Stored records:

((

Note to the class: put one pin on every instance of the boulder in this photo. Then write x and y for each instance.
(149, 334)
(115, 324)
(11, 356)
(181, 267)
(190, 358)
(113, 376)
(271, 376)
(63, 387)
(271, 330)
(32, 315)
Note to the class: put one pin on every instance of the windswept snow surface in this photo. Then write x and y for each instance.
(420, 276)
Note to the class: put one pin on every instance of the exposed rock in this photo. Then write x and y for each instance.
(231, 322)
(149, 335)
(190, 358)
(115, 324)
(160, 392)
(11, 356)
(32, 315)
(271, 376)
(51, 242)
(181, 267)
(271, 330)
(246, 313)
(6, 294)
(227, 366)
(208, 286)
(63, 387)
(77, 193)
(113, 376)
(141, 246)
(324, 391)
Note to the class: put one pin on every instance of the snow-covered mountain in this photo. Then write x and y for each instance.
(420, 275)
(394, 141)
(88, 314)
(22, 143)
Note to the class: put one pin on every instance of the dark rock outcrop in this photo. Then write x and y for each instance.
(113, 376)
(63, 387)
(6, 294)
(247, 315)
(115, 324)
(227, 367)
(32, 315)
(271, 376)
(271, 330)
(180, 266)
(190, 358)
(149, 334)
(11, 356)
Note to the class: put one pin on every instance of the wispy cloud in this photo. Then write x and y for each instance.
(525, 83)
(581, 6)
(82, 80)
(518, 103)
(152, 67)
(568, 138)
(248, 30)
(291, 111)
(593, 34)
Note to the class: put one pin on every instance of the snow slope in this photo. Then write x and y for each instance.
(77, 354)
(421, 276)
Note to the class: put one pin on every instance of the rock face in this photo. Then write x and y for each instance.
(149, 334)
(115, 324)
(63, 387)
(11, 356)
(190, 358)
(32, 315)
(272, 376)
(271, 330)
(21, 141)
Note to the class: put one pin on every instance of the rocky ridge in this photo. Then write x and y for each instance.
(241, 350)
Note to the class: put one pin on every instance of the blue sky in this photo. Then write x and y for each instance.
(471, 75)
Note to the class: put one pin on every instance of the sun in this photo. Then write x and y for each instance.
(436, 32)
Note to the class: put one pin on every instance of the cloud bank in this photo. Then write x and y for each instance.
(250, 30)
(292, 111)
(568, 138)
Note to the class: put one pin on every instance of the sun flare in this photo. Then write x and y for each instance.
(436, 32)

))
((

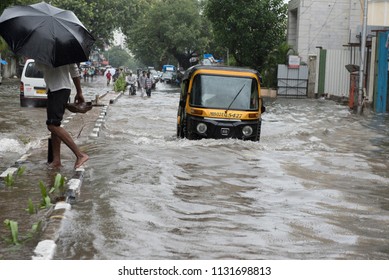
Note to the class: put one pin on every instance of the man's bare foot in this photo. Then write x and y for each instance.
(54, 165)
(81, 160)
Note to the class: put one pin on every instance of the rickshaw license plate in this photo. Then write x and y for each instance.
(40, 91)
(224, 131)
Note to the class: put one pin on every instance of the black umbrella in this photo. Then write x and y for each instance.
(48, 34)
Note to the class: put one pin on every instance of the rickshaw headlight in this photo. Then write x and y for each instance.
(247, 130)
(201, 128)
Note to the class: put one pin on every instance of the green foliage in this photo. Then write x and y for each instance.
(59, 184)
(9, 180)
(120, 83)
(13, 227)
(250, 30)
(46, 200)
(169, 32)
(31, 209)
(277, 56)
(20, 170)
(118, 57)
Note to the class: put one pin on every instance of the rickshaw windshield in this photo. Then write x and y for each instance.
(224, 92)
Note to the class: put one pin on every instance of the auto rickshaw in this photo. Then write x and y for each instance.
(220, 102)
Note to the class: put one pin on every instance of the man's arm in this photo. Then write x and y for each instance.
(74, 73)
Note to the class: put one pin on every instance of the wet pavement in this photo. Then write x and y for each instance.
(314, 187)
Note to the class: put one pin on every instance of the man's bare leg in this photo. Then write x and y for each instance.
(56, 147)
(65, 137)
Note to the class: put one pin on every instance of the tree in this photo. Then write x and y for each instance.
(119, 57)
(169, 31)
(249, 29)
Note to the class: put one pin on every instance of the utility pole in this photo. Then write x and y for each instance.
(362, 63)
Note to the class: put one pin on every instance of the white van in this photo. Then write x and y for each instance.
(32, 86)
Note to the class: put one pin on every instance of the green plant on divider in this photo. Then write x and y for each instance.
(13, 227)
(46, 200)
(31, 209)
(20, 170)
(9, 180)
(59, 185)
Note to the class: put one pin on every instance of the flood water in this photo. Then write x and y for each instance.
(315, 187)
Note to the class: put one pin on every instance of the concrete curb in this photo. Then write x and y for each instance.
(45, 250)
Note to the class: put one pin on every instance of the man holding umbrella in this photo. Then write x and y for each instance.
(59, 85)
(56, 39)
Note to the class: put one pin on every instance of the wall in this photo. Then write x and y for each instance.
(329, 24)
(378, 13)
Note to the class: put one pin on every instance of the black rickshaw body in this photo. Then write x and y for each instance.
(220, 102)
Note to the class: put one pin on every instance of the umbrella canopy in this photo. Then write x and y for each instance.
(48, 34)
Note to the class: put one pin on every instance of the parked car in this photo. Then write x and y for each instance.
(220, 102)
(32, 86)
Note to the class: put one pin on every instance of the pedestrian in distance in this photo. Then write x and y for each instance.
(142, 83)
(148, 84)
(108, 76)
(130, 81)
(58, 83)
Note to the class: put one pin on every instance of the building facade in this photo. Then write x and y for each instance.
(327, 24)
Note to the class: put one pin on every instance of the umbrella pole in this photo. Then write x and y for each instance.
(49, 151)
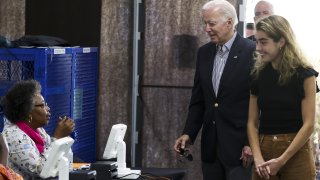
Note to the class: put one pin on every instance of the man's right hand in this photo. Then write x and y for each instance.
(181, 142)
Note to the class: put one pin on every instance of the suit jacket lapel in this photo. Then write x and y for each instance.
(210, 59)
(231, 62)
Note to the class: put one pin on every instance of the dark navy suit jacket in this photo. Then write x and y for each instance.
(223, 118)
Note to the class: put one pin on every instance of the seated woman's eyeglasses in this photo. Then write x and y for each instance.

))

→ **Requirement**: Look above for the line containing "of the pedestrian", then copy exactly from it through the line containing "of the seated", keeping both and leaving out pictures. Add nothing else.

→ **Response to the exercise**:
Note to the class: put one pin on every instance of the pedestrian in distance in this photo. Then write x and y for each instance.
(142, 83)
(148, 84)
(108, 76)
(130, 81)
(58, 83)
Note to the class: put one pin on every instance of the building facade in this photo. Then write x and y for each instance.
(327, 24)
Note to the class: put one pin on every instance of the umbrella pole in this photo. Then write x and y for each instance.
(49, 151)
Note to the class: put one pin on every instance of the man's right hand in this photo. Then write x and y for each instance.
(181, 142)
Note to the class: put one pin on every instance of the suit jacket lapel in this photo. Then write x and y for each instance.
(210, 59)
(231, 62)
Note to the class: put one pin on every instance of the dark navy suit jacket in this photo. Then write x and y for each instance.
(223, 118)
Note to the class: put one pin on every instance of the seated woman's eyeglasses in this photo. Then write x and y for each instance.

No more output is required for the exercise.